● **Ziel der Aufgabe a**
Suche in den Datensätzen jede Zeile, in der das Wort "hillside" vorkommt, und gib diese Zeilen vollständig wieder.

Ein graumelierter Herr Mustermann mit Brille und leichtem Bauchansatz, nicht dumm, aber auch keine blendende Leuchte, landet in Cincinnati, Ohio. Sein Name ist Michael, er ist Autor für Kundenservice-Management-Ratgeber und gerade auf Vortragsreise zu seinem neuesten Buch. Michael ist die Langeweile, der Frust und die Einsamkeit anzusehen. Um ihn herum sprechen alle Menschen nur noch mit der gleichen monotonen Stimme, alle wollen sich mitteilen, machen und tun und geben sich dabei mal mehr, mal weniger Mühe. Das alles scheint ihn allerdings gar nicht zu berühren: Wie ein Schlafwandler betrachtet er die Menschen und die Räume. Er beobachtet einen Büroangestellten, der im Gebäude gegenüber seines Hotelzimmers trist vor seinem Rechner onaniert. Als dieser aufblickt, versteckt er sich hinter dem Vorhang. Michael telefoniert mit seiner Lebenspartnerin, trinkt Alkohol und bestellt Essen. Langsam bemerkt das Publikum, dass alle Menschen um Michael herum ein ähnliches Gesicht haben: Frauen wie Männer. Alle Menschen in dieser Welt tragen dasselbe Gesicht und sprechen mit derselben Stimme!
Irgendetwas beschäftigt Michael: Er wählt eine Nummer, erreicht eine Ex-Freundin, die er einmal in Cincinnati hatte, und die er damals Hals über Kopf verließ, ohne sich je wieder bei ihr zu melden. Die beiden treffen sich in der Hotelbar. Auch diese Frau spricht mit der gleichen Männer-Stimme wie alle anderen auch. Sie ist sichtlich überfordert, leidet noch immer unter den Folgen der Trennung, hat starke Minderwertigkeitskomplexe und ist emotional instabil. Michael spricht von seinem Lebensfrust, seiner Enttäuschung und Einsamkeit in seinem scheinbar glücklichen Familienleben. Die Situation zwischen den beiden eskaliert und sie trennen sich unglücklich.

● **Ziel der Aufgabe b**
Warum spricht Michaels Ex-Freundin in der Hotelbar mit einer Männerstimme? Erkläre es mit den Angaben aus dem Textabschnitt.

● **Verfügbare Daten**
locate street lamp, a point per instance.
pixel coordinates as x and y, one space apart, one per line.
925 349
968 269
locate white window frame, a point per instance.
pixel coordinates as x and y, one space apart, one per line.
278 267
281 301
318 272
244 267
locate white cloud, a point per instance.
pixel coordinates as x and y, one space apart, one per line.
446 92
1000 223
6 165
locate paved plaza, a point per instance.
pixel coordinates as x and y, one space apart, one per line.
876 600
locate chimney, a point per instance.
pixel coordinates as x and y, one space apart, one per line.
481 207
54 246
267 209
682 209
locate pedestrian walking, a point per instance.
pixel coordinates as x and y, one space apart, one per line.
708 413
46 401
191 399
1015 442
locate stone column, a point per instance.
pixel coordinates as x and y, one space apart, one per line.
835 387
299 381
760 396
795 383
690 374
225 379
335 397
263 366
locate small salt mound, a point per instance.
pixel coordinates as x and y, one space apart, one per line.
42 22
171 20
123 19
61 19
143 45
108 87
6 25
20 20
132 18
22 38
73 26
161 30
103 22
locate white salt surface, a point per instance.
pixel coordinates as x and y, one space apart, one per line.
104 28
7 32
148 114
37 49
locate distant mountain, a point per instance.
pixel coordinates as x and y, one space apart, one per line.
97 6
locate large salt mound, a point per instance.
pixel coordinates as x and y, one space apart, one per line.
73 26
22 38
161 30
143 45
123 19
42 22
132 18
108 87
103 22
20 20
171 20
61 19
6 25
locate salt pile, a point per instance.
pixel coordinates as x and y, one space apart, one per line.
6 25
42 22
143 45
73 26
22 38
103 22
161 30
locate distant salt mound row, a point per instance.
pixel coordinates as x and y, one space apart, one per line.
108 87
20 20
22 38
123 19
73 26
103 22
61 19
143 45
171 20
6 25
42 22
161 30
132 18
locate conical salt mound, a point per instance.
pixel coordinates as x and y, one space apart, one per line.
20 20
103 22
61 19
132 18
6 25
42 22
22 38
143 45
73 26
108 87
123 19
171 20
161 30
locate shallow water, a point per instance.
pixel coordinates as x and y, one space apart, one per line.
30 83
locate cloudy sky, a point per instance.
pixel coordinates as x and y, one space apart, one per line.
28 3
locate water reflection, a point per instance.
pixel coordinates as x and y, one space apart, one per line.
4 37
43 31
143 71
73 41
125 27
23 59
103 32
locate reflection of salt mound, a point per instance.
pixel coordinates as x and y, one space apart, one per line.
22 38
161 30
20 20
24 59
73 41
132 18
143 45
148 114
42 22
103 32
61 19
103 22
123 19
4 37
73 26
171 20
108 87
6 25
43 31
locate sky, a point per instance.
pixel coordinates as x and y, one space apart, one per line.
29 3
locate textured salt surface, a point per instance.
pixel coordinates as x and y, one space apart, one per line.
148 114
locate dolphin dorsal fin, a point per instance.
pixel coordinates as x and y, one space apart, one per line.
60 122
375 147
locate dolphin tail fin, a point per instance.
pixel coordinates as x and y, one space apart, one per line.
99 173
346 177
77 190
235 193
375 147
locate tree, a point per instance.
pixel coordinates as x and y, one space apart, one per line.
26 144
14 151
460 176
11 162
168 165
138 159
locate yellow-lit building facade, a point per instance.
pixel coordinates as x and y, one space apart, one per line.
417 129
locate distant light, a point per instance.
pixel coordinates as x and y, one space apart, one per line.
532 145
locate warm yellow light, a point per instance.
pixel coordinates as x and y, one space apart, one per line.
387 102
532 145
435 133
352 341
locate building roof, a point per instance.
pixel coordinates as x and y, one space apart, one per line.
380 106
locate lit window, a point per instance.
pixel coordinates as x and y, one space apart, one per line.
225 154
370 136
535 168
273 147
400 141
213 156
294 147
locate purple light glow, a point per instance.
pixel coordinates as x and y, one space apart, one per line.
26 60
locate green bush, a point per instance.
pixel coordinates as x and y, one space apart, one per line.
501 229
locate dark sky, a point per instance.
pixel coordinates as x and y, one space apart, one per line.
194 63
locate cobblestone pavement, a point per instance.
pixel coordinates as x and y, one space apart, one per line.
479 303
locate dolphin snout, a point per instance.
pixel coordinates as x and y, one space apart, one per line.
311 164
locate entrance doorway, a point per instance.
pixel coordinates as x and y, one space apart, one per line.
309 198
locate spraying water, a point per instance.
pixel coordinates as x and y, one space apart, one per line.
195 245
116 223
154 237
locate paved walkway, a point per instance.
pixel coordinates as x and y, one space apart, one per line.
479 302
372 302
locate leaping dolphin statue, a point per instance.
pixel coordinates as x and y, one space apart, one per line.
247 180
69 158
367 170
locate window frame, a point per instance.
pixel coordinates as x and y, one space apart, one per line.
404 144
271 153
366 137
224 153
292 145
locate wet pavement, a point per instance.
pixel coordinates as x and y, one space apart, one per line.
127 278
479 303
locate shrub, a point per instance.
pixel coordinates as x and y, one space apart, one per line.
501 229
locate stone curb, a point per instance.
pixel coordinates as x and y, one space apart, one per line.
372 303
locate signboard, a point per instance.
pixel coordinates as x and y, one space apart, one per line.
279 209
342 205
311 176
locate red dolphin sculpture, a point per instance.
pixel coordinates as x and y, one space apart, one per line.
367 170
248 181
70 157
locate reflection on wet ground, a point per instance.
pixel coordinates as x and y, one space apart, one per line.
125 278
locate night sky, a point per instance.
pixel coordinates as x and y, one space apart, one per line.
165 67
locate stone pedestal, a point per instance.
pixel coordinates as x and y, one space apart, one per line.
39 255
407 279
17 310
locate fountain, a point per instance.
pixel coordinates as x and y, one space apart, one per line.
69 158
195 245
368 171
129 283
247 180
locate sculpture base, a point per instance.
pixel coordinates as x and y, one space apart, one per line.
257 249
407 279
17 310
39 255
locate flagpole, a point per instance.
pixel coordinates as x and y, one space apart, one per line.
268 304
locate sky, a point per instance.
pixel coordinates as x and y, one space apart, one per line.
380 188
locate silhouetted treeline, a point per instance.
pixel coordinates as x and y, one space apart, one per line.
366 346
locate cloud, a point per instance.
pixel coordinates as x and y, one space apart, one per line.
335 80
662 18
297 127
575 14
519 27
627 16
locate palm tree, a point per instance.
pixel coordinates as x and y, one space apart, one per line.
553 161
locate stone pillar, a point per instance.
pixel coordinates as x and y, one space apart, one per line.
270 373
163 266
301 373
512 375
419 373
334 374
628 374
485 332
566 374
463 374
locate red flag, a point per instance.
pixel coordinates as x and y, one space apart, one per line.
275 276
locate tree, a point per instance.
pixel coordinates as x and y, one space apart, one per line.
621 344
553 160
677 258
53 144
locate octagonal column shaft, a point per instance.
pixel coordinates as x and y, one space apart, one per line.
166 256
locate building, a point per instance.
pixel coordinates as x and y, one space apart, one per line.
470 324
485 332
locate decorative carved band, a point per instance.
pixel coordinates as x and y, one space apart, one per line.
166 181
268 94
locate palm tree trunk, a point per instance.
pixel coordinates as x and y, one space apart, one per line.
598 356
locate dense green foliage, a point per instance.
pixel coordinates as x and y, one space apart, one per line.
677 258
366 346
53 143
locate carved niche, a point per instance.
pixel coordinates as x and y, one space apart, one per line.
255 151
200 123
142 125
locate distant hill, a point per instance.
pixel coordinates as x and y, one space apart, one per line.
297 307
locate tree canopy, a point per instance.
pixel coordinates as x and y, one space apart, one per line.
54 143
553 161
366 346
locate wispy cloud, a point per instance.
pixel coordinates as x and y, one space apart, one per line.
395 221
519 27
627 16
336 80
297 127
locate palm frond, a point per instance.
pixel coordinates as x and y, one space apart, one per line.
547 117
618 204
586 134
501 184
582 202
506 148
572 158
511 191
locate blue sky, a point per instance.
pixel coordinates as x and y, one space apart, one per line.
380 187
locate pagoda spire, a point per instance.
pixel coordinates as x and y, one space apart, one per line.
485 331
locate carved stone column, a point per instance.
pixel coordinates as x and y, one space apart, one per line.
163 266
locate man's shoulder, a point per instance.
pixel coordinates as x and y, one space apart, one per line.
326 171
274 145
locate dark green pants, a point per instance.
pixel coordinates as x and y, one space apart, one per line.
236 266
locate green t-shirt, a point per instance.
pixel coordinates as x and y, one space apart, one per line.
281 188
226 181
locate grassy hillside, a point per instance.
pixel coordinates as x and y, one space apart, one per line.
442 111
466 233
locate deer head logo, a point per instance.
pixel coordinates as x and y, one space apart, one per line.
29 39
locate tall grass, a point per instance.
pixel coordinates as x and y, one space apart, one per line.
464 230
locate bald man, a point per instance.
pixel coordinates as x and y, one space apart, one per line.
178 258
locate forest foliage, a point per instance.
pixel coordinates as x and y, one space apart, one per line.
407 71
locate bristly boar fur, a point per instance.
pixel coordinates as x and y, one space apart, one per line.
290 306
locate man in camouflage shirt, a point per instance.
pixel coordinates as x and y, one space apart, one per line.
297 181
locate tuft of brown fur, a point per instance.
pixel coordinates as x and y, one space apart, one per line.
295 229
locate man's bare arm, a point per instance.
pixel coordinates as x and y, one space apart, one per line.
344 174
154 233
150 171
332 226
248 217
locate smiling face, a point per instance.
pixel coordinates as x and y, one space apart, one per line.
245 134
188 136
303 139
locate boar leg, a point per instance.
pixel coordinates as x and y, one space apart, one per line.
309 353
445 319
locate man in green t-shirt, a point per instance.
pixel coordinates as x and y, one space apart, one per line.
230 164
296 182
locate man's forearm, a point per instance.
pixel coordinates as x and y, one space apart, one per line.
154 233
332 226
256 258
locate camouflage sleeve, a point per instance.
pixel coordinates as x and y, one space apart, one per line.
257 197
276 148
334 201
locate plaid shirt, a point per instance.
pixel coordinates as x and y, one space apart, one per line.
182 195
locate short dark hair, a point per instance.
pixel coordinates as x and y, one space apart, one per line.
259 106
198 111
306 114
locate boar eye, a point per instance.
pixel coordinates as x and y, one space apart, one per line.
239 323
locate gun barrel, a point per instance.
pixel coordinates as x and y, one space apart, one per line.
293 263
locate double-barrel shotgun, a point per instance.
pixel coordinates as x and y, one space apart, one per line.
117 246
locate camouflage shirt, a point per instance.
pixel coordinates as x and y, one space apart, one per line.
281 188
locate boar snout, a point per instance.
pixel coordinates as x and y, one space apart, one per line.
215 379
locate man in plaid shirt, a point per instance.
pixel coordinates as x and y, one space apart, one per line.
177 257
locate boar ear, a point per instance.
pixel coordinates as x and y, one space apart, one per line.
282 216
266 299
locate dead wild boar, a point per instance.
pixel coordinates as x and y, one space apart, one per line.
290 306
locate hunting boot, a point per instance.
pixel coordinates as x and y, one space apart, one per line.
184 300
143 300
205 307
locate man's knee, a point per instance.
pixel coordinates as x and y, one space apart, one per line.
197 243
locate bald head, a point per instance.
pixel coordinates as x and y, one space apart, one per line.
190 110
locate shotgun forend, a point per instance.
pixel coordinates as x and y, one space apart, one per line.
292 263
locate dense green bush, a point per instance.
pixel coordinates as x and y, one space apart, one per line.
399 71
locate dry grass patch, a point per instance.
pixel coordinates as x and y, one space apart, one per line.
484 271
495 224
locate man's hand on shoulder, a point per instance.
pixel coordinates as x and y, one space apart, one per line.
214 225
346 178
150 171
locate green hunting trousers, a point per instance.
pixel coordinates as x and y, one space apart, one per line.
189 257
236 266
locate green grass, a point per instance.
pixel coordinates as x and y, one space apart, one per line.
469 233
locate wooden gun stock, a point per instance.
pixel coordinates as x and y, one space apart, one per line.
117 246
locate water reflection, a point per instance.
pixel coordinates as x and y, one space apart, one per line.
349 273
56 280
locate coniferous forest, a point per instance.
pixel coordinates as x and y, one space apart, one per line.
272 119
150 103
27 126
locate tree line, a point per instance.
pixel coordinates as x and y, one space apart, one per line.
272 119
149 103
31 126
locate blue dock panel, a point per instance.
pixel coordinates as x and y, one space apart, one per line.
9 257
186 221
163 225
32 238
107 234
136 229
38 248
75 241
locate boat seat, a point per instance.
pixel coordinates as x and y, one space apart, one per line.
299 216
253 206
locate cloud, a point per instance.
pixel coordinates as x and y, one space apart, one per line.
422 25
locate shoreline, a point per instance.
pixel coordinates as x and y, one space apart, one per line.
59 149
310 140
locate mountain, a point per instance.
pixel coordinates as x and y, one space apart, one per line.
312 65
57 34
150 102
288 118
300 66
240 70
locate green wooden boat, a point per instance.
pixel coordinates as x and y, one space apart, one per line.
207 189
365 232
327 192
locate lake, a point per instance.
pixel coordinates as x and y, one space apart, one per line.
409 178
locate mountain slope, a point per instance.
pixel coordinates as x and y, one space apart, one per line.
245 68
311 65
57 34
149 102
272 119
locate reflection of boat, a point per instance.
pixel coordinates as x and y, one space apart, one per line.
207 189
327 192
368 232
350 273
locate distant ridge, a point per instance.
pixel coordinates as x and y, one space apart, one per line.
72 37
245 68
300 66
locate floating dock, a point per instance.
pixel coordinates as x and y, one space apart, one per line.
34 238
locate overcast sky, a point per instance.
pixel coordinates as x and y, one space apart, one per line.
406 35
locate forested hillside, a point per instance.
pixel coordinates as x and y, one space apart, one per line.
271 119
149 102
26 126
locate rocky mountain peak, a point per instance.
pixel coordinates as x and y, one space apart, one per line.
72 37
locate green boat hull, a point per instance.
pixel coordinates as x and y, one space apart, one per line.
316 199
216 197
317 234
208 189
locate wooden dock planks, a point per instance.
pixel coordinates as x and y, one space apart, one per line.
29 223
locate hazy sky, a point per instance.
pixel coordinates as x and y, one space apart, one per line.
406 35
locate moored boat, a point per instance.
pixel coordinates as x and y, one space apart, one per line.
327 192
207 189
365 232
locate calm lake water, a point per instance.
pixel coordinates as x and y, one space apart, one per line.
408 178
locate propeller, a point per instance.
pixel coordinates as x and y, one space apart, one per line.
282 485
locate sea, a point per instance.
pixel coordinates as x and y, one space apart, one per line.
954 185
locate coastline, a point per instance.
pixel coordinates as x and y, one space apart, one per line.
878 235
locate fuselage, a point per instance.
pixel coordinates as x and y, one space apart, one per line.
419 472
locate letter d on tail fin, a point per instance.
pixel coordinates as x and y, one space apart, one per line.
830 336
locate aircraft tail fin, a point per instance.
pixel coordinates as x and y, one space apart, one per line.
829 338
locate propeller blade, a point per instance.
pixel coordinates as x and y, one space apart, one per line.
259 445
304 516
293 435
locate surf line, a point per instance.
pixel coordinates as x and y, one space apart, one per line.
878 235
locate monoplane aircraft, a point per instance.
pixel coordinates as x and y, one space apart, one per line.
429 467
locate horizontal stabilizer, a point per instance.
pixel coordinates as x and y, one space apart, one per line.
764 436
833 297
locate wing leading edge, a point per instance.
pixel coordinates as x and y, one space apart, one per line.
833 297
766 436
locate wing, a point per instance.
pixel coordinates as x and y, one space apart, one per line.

● **Antwort a**
locate grassy hillside, a point per instance.
locate forested hillside, a point per instance.

● **Antwort b**
In der Welt des Textabschnitts tragen alle Menschen, Frauen wie Männer, dasselbe Gesicht und sprechen mit derselben Stimme. Deshalb spricht auch die Ex-Freundin mit der gleichen Männerstimme wie alle anderen.